Listed records:
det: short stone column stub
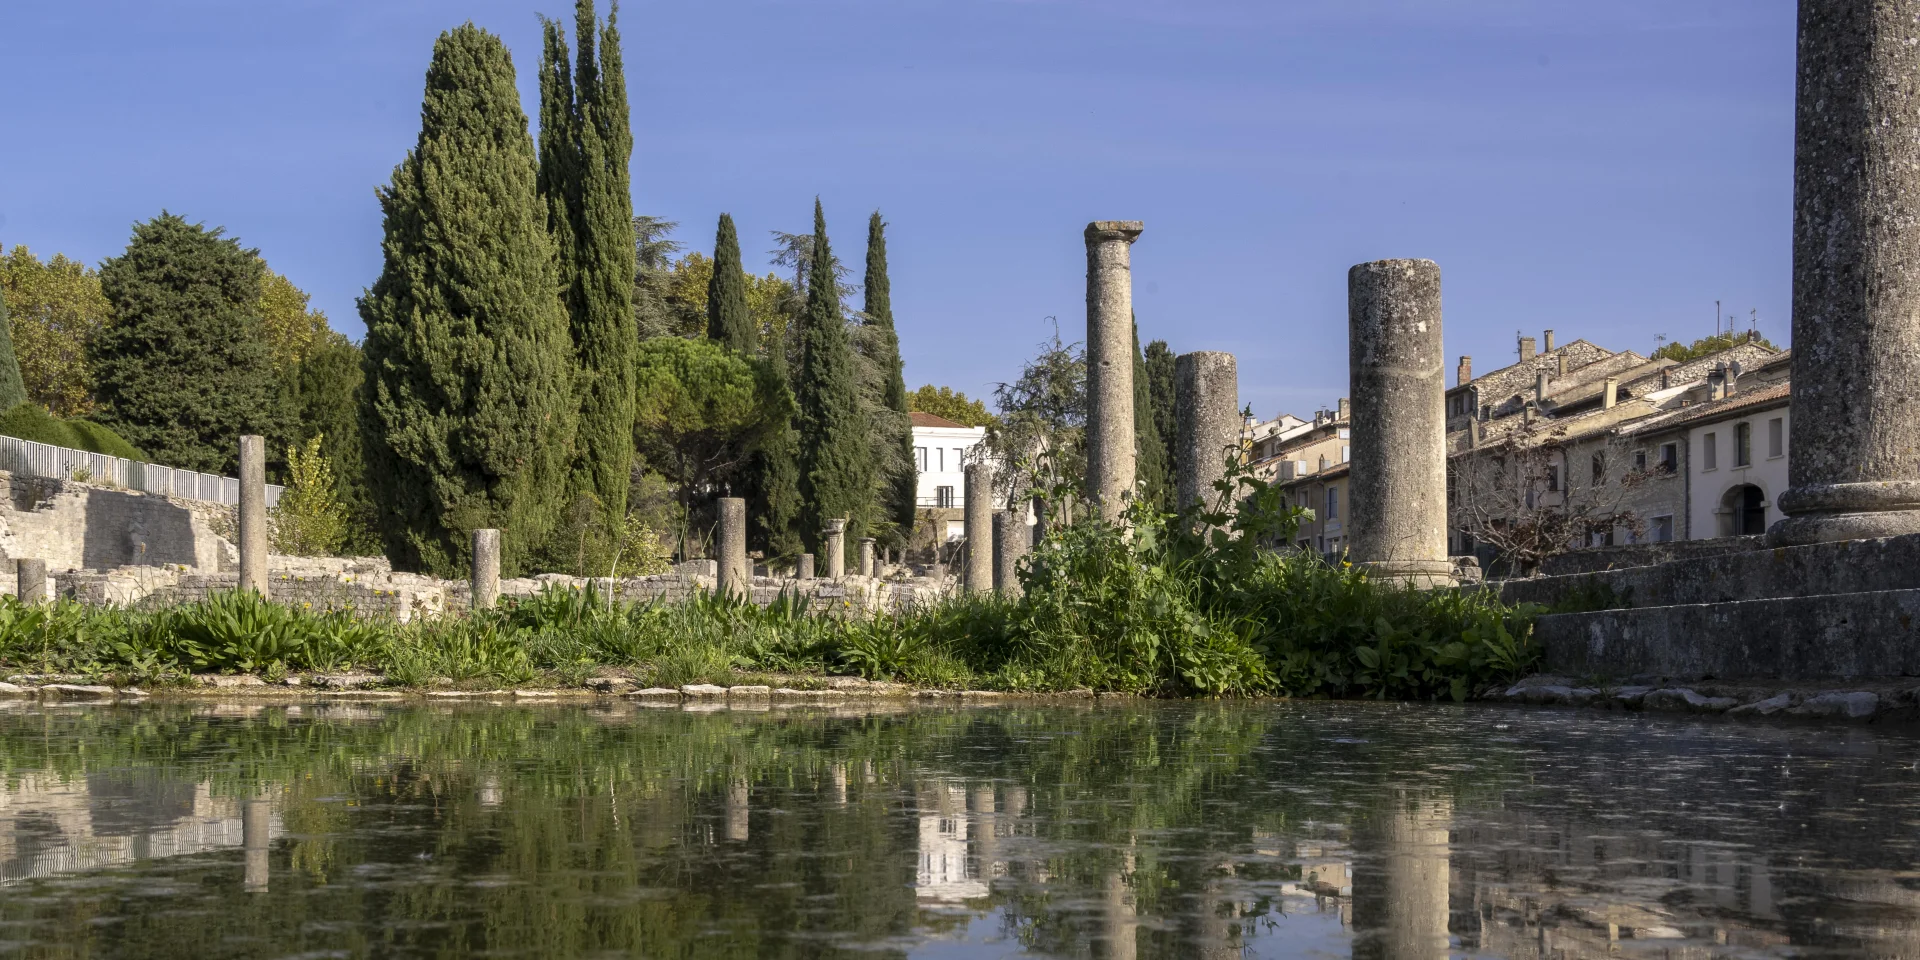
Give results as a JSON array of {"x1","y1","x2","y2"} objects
[
  {"x1": 824, "y1": 519, "x2": 847, "y2": 579},
  {"x1": 797, "y1": 553, "x2": 815, "y2": 580},
  {"x1": 1174, "y1": 351, "x2": 1240, "y2": 520},
  {"x1": 858, "y1": 538, "x2": 876, "y2": 577},
  {"x1": 964, "y1": 461, "x2": 994, "y2": 593},
  {"x1": 717, "y1": 498, "x2": 749, "y2": 598},
  {"x1": 993, "y1": 510, "x2": 1029, "y2": 598},
  {"x1": 238, "y1": 435, "x2": 269, "y2": 597},
  {"x1": 1773, "y1": 0, "x2": 1920, "y2": 546},
  {"x1": 1085, "y1": 220, "x2": 1143, "y2": 523},
  {"x1": 470, "y1": 528, "x2": 501, "y2": 612},
  {"x1": 1348, "y1": 259, "x2": 1453, "y2": 587},
  {"x1": 16, "y1": 558, "x2": 47, "y2": 605}
]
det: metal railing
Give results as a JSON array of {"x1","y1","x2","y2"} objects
[{"x1": 0, "y1": 435, "x2": 283, "y2": 507}]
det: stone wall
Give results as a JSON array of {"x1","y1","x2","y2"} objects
[{"x1": 0, "y1": 471, "x2": 231, "y2": 580}]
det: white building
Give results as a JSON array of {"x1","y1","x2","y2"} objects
[
  {"x1": 1684, "y1": 383, "x2": 1791, "y2": 539},
  {"x1": 911, "y1": 412, "x2": 990, "y2": 543}
]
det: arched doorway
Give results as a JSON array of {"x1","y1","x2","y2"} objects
[{"x1": 1719, "y1": 484, "x2": 1768, "y2": 536}]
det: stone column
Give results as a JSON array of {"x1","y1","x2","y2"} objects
[
  {"x1": 964, "y1": 461, "x2": 994, "y2": 593},
  {"x1": 238, "y1": 434, "x2": 268, "y2": 597},
  {"x1": 1772, "y1": 0, "x2": 1920, "y2": 546},
  {"x1": 1348, "y1": 260, "x2": 1453, "y2": 586},
  {"x1": 1175, "y1": 351, "x2": 1240, "y2": 518},
  {"x1": 470, "y1": 529, "x2": 500, "y2": 612},
  {"x1": 15, "y1": 559, "x2": 47, "y2": 605},
  {"x1": 717, "y1": 498, "x2": 748, "y2": 599},
  {"x1": 993, "y1": 510, "x2": 1028, "y2": 598},
  {"x1": 824, "y1": 519, "x2": 847, "y2": 579},
  {"x1": 1085, "y1": 221, "x2": 1144, "y2": 522},
  {"x1": 858, "y1": 538, "x2": 876, "y2": 577},
  {"x1": 797, "y1": 553, "x2": 815, "y2": 580}
]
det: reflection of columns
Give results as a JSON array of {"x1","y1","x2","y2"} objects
[
  {"x1": 726, "y1": 779, "x2": 750, "y2": 842},
  {"x1": 831, "y1": 763, "x2": 848, "y2": 806},
  {"x1": 1085, "y1": 220, "x2": 1144, "y2": 523},
  {"x1": 1352, "y1": 797, "x2": 1452, "y2": 960},
  {"x1": 970, "y1": 785, "x2": 998, "y2": 882},
  {"x1": 1773, "y1": 0, "x2": 1920, "y2": 545},
  {"x1": 243, "y1": 797, "x2": 271, "y2": 893},
  {"x1": 1100, "y1": 866, "x2": 1139, "y2": 960}
]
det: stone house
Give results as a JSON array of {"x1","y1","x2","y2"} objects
[{"x1": 1248, "y1": 402, "x2": 1352, "y2": 556}]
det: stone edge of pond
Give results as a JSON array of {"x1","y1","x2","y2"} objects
[{"x1": 1486, "y1": 674, "x2": 1920, "y2": 723}]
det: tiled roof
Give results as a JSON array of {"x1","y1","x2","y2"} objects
[
  {"x1": 910, "y1": 411, "x2": 972, "y2": 429},
  {"x1": 1621, "y1": 382, "x2": 1790, "y2": 435}
]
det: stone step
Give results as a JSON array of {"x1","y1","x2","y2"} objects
[
  {"x1": 1501, "y1": 532, "x2": 1920, "y2": 611},
  {"x1": 1538, "y1": 587, "x2": 1920, "y2": 681}
]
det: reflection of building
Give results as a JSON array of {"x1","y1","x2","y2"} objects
[
  {"x1": 0, "y1": 774, "x2": 281, "y2": 887},
  {"x1": 915, "y1": 781, "x2": 989, "y2": 902}
]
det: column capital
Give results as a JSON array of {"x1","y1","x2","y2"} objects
[
  {"x1": 825, "y1": 518, "x2": 848, "y2": 534},
  {"x1": 1084, "y1": 221, "x2": 1144, "y2": 245}
]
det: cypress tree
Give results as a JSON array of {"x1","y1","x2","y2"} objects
[
  {"x1": 1145, "y1": 339, "x2": 1178, "y2": 501},
  {"x1": 0, "y1": 284, "x2": 25, "y2": 412},
  {"x1": 795, "y1": 200, "x2": 871, "y2": 562},
  {"x1": 707, "y1": 214, "x2": 755, "y2": 353},
  {"x1": 359, "y1": 24, "x2": 576, "y2": 576},
  {"x1": 536, "y1": 18, "x2": 578, "y2": 306},
  {"x1": 91, "y1": 213, "x2": 286, "y2": 474},
  {"x1": 746, "y1": 345, "x2": 804, "y2": 561},
  {"x1": 864, "y1": 211, "x2": 917, "y2": 544},
  {"x1": 1132, "y1": 318, "x2": 1171, "y2": 511}
]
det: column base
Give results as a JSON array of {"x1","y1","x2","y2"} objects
[
  {"x1": 1769, "y1": 481, "x2": 1920, "y2": 547},
  {"x1": 1354, "y1": 559, "x2": 1458, "y2": 590}
]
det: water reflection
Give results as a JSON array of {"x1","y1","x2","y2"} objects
[{"x1": 1, "y1": 701, "x2": 1919, "y2": 958}]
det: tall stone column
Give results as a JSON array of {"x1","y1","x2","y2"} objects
[
  {"x1": 993, "y1": 510, "x2": 1028, "y2": 598},
  {"x1": 858, "y1": 538, "x2": 876, "y2": 577},
  {"x1": 1773, "y1": 0, "x2": 1920, "y2": 546},
  {"x1": 1085, "y1": 221, "x2": 1143, "y2": 522},
  {"x1": 964, "y1": 462, "x2": 994, "y2": 593},
  {"x1": 717, "y1": 498, "x2": 748, "y2": 598},
  {"x1": 238, "y1": 435, "x2": 268, "y2": 597},
  {"x1": 15, "y1": 559, "x2": 47, "y2": 605},
  {"x1": 824, "y1": 519, "x2": 847, "y2": 579},
  {"x1": 1348, "y1": 260, "x2": 1453, "y2": 586},
  {"x1": 1175, "y1": 351, "x2": 1240, "y2": 517},
  {"x1": 470, "y1": 529, "x2": 500, "y2": 612}
]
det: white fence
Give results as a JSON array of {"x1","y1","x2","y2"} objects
[{"x1": 0, "y1": 435, "x2": 283, "y2": 508}]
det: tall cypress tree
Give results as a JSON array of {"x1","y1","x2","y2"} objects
[
  {"x1": 541, "y1": 0, "x2": 638, "y2": 533},
  {"x1": 795, "y1": 200, "x2": 871, "y2": 562},
  {"x1": 1132, "y1": 318, "x2": 1171, "y2": 511},
  {"x1": 864, "y1": 211, "x2": 917, "y2": 545},
  {"x1": 1144, "y1": 339, "x2": 1178, "y2": 502},
  {"x1": 707, "y1": 214, "x2": 755, "y2": 353},
  {"x1": 360, "y1": 24, "x2": 576, "y2": 576},
  {"x1": 0, "y1": 284, "x2": 25, "y2": 412}
]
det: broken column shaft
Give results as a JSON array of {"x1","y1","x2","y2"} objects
[
  {"x1": 964, "y1": 461, "x2": 994, "y2": 593},
  {"x1": 1085, "y1": 220, "x2": 1143, "y2": 523},
  {"x1": 471, "y1": 528, "x2": 500, "y2": 611},
  {"x1": 717, "y1": 498, "x2": 748, "y2": 599},
  {"x1": 993, "y1": 510, "x2": 1028, "y2": 598},
  {"x1": 1174, "y1": 351, "x2": 1240, "y2": 518}
]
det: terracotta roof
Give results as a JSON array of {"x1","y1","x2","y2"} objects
[
  {"x1": 1622, "y1": 382, "x2": 1791, "y2": 435},
  {"x1": 909, "y1": 411, "x2": 972, "y2": 429}
]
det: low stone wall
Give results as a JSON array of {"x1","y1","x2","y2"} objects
[
  {"x1": 1533, "y1": 536, "x2": 1761, "y2": 577},
  {"x1": 1505, "y1": 531, "x2": 1920, "y2": 610},
  {"x1": 0, "y1": 471, "x2": 231, "y2": 577}
]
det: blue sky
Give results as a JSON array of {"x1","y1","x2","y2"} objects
[{"x1": 0, "y1": 0, "x2": 1793, "y2": 419}]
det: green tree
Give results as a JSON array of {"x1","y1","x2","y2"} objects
[
  {"x1": 907, "y1": 385, "x2": 994, "y2": 426},
  {"x1": 0, "y1": 247, "x2": 110, "y2": 417},
  {"x1": 632, "y1": 215, "x2": 683, "y2": 338},
  {"x1": 794, "y1": 200, "x2": 871, "y2": 563},
  {"x1": 863, "y1": 211, "x2": 916, "y2": 547},
  {"x1": 256, "y1": 268, "x2": 334, "y2": 376},
  {"x1": 271, "y1": 435, "x2": 350, "y2": 556},
  {"x1": 1650, "y1": 330, "x2": 1779, "y2": 363},
  {"x1": 986, "y1": 323, "x2": 1086, "y2": 504},
  {"x1": 707, "y1": 214, "x2": 755, "y2": 353},
  {"x1": 1144, "y1": 339, "x2": 1177, "y2": 498},
  {"x1": 540, "y1": 0, "x2": 639, "y2": 544},
  {"x1": 291, "y1": 334, "x2": 376, "y2": 553},
  {"x1": 1132, "y1": 320, "x2": 1170, "y2": 511},
  {"x1": 359, "y1": 24, "x2": 577, "y2": 577},
  {"x1": 90, "y1": 212, "x2": 287, "y2": 474},
  {"x1": 0, "y1": 282, "x2": 26, "y2": 412}
]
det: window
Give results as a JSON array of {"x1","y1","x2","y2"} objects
[
  {"x1": 1592, "y1": 452, "x2": 1606, "y2": 485},
  {"x1": 1633, "y1": 450, "x2": 1647, "y2": 472},
  {"x1": 1659, "y1": 443, "x2": 1678, "y2": 474},
  {"x1": 1735, "y1": 422, "x2": 1752, "y2": 467},
  {"x1": 1768, "y1": 418, "x2": 1784, "y2": 458},
  {"x1": 1341, "y1": 445, "x2": 1350, "y2": 463},
  {"x1": 915, "y1": 446, "x2": 929, "y2": 471},
  {"x1": 1703, "y1": 432, "x2": 1718, "y2": 471},
  {"x1": 935, "y1": 486, "x2": 955, "y2": 508},
  {"x1": 936, "y1": 447, "x2": 944, "y2": 471},
  {"x1": 1546, "y1": 465, "x2": 1560, "y2": 492},
  {"x1": 1338, "y1": 428, "x2": 1351, "y2": 440},
  {"x1": 1326, "y1": 487, "x2": 1339, "y2": 521},
  {"x1": 1650, "y1": 515, "x2": 1674, "y2": 543}
]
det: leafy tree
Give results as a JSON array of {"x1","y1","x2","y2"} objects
[
  {"x1": 291, "y1": 335, "x2": 376, "y2": 553},
  {"x1": 863, "y1": 211, "x2": 916, "y2": 546},
  {"x1": 540, "y1": 0, "x2": 640, "y2": 541},
  {"x1": 986, "y1": 322, "x2": 1086, "y2": 504},
  {"x1": 271, "y1": 435, "x2": 350, "y2": 556},
  {"x1": 632, "y1": 215, "x2": 683, "y2": 338},
  {"x1": 794, "y1": 200, "x2": 872, "y2": 563},
  {"x1": 0, "y1": 282, "x2": 26, "y2": 412},
  {"x1": 707, "y1": 214, "x2": 755, "y2": 353},
  {"x1": 359, "y1": 24, "x2": 577, "y2": 577},
  {"x1": 256, "y1": 268, "x2": 333, "y2": 376},
  {"x1": 90, "y1": 212, "x2": 288, "y2": 474},
  {"x1": 1145, "y1": 339, "x2": 1178, "y2": 497},
  {"x1": 1650, "y1": 331, "x2": 1779, "y2": 363},
  {"x1": 0, "y1": 246, "x2": 109, "y2": 417},
  {"x1": 907, "y1": 385, "x2": 994, "y2": 426},
  {"x1": 1132, "y1": 320, "x2": 1170, "y2": 510}
]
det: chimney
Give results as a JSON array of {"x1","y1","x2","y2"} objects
[
  {"x1": 1556, "y1": 353, "x2": 1567, "y2": 378},
  {"x1": 1535, "y1": 372, "x2": 1550, "y2": 403},
  {"x1": 1519, "y1": 335, "x2": 1537, "y2": 362},
  {"x1": 1725, "y1": 361, "x2": 1741, "y2": 396},
  {"x1": 1457, "y1": 355, "x2": 1472, "y2": 385},
  {"x1": 1337, "y1": 398, "x2": 1351, "y2": 421},
  {"x1": 1543, "y1": 329, "x2": 1556, "y2": 352},
  {"x1": 1603, "y1": 377, "x2": 1619, "y2": 409},
  {"x1": 1661, "y1": 367, "x2": 1671, "y2": 390},
  {"x1": 1708, "y1": 365, "x2": 1726, "y2": 401}
]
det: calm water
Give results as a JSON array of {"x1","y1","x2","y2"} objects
[{"x1": 1, "y1": 699, "x2": 1917, "y2": 959}]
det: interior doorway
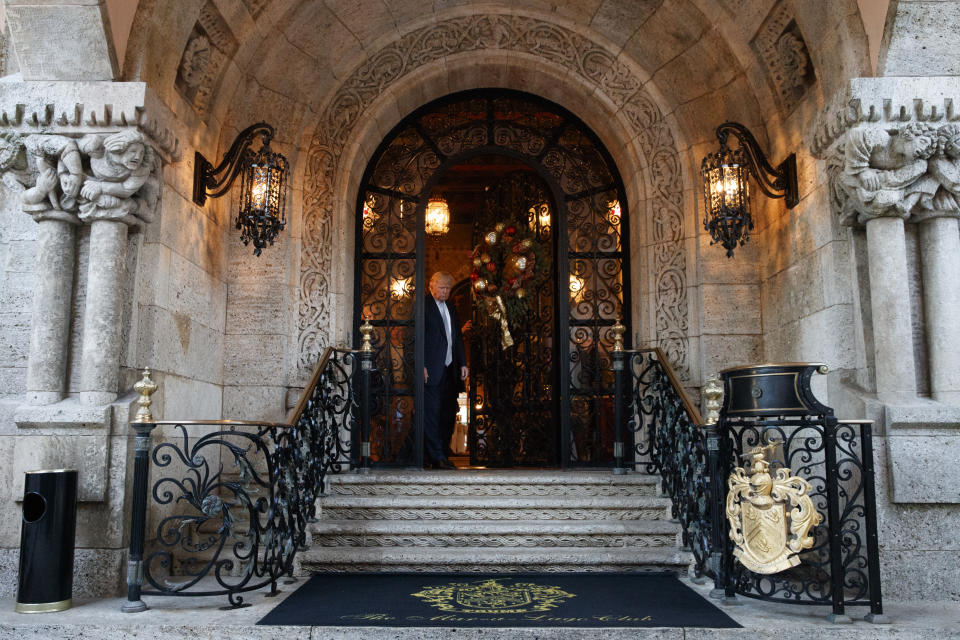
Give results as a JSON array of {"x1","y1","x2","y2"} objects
[{"x1": 353, "y1": 90, "x2": 631, "y2": 469}]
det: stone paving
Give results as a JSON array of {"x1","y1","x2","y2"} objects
[{"x1": 0, "y1": 577, "x2": 957, "y2": 639}]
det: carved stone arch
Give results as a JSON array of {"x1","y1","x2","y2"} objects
[{"x1": 298, "y1": 12, "x2": 690, "y2": 383}]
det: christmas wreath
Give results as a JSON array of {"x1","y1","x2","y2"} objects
[{"x1": 469, "y1": 222, "x2": 547, "y2": 347}]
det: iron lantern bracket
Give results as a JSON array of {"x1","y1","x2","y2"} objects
[
  {"x1": 714, "y1": 122, "x2": 798, "y2": 209},
  {"x1": 192, "y1": 122, "x2": 276, "y2": 206}
]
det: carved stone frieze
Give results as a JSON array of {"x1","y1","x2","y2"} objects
[
  {"x1": 815, "y1": 78, "x2": 960, "y2": 226},
  {"x1": 829, "y1": 122, "x2": 960, "y2": 226},
  {"x1": 751, "y1": 2, "x2": 816, "y2": 115},
  {"x1": 175, "y1": 0, "x2": 238, "y2": 118},
  {"x1": 0, "y1": 129, "x2": 162, "y2": 226},
  {"x1": 301, "y1": 13, "x2": 690, "y2": 380}
]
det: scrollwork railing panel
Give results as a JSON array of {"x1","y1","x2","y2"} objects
[{"x1": 125, "y1": 348, "x2": 361, "y2": 610}]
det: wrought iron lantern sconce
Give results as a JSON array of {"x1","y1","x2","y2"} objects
[
  {"x1": 700, "y1": 122, "x2": 798, "y2": 258},
  {"x1": 193, "y1": 122, "x2": 289, "y2": 256}
]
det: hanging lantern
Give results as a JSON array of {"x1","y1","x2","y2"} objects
[
  {"x1": 193, "y1": 122, "x2": 290, "y2": 257},
  {"x1": 236, "y1": 134, "x2": 289, "y2": 256},
  {"x1": 700, "y1": 144, "x2": 751, "y2": 258},
  {"x1": 700, "y1": 122, "x2": 799, "y2": 258},
  {"x1": 425, "y1": 195, "x2": 450, "y2": 236}
]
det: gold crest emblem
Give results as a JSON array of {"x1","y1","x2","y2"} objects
[
  {"x1": 726, "y1": 444, "x2": 822, "y2": 574},
  {"x1": 411, "y1": 579, "x2": 575, "y2": 614}
]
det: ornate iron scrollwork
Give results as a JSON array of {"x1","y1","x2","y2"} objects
[
  {"x1": 354, "y1": 90, "x2": 629, "y2": 467},
  {"x1": 128, "y1": 349, "x2": 357, "y2": 609}
]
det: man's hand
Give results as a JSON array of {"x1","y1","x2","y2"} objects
[
  {"x1": 460, "y1": 366, "x2": 469, "y2": 381},
  {"x1": 424, "y1": 367, "x2": 428, "y2": 383}
]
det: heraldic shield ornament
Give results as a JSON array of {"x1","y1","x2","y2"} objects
[
  {"x1": 411, "y1": 579, "x2": 576, "y2": 614},
  {"x1": 726, "y1": 445, "x2": 822, "y2": 574}
]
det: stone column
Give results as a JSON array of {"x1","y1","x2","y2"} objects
[
  {"x1": 25, "y1": 211, "x2": 80, "y2": 404},
  {"x1": 919, "y1": 216, "x2": 960, "y2": 404},
  {"x1": 865, "y1": 216, "x2": 917, "y2": 403},
  {"x1": 79, "y1": 219, "x2": 131, "y2": 406}
]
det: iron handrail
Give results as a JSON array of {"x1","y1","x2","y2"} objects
[
  {"x1": 122, "y1": 345, "x2": 373, "y2": 611},
  {"x1": 630, "y1": 347, "x2": 703, "y2": 425},
  {"x1": 288, "y1": 346, "x2": 335, "y2": 425}
]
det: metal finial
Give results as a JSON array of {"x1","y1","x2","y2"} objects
[
  {"x1": 360, "y1": 317, "x2": 375, "y2": 353},
  {"x1": 133, "y1": 368, "x2": 158, "y2": 423},
  {"x1": 611, "y1": 316, "x2": 626, "y2": 352},
  {"x1": 702, "y1": 374, "x2": 724, "y2": 426}
]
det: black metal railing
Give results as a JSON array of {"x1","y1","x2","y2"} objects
[
  {"x1": 613, "y1": 344, "x2": 885, "y2": 622},
  {"x1": 613, "y1": 347, "x2": 714, "y2": 579},
  {"x1": 123, "y1": 346, "x2": 374, "y2": 611}
]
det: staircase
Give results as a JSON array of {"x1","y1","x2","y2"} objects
[{"x1": 300, "y1": 470, "x2": 691, "y2": 573}]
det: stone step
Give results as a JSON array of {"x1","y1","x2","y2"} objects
[
  {"x1": 300, "y1": 546, "x2": 692, "y2": 573},
  {"x1": 310, "y1": 519, "x2": 681, "y2": 548},
  {"x1": 327, "y1": 471, "x2": 661, "y2": 498},
  {"x1": 318, "y1": 496, "x2": 672, "y2": 521}
]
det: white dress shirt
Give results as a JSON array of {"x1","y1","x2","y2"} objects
[{"x1": 436, "y1": 298, "x2": 453, "y2": 366}]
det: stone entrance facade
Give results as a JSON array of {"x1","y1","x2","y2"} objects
[{"x1": 0, "y1": 0, "x2": 956, "y2": 602}]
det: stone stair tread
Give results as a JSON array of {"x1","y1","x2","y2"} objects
[
  {"x1": 329, "y1": 471, "x2": 659, "y2": 485},
  {"x1": 319, "y1": 496, "x2": 670, "y2": 508},
  {"x1": 310, "y1": 519, "x2": 681, "y2": 535},
  {"x1": 304, "y1": 546, "x2": 691, "y2": 565}
]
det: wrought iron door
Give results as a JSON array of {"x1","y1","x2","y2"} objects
[
  {"x1": 469, "y1": 172, "x2": 556, "y2": 467},
  {"x1": 354, "y1": 90, "x2": 630, "y2": 468}
]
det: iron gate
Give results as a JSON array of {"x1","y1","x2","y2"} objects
[{"x1": 354, "y1": 89, "x2": 630, "y2": 468}]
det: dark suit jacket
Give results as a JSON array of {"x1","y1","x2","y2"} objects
[{"x1": 424, "y1": 294, "x2": 466, "y2": 387}]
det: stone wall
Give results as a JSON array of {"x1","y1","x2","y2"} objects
[
  {"x1": 0, "y1": 80, "x2": 231, "y2": 597},
  {"x1": 0, "y1": 0, "x2": 957, "y2": 602}
]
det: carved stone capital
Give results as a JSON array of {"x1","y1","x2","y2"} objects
[
  {"x1": 815, "y1": 79, "x2": 960, "y2": 227},
  {"x1": 0, "y1": 129, "x2": 163, "y2": 228},
  {"x1": 0, "y1": 81, "x2": 181, "y2": 161}
]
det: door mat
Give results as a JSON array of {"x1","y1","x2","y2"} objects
[{"x1": 258, "y1": 572, "x2": 741, "y2": 628}]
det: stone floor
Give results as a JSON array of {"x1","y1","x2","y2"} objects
[{"x1": 0, "y1": 577, "x2": 958, "y2": 639}]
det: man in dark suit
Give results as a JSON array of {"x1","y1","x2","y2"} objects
[{"x1": 424, "y1": 271, "x2": 468, "y2": 469}]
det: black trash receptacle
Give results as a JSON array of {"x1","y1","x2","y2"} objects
[{"x1": 16, "y1": 469, "x2": 78, "y2": 613}]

Activity:
The number of lines in the data holding the string "building" is the whole answer.

Expected answer:
2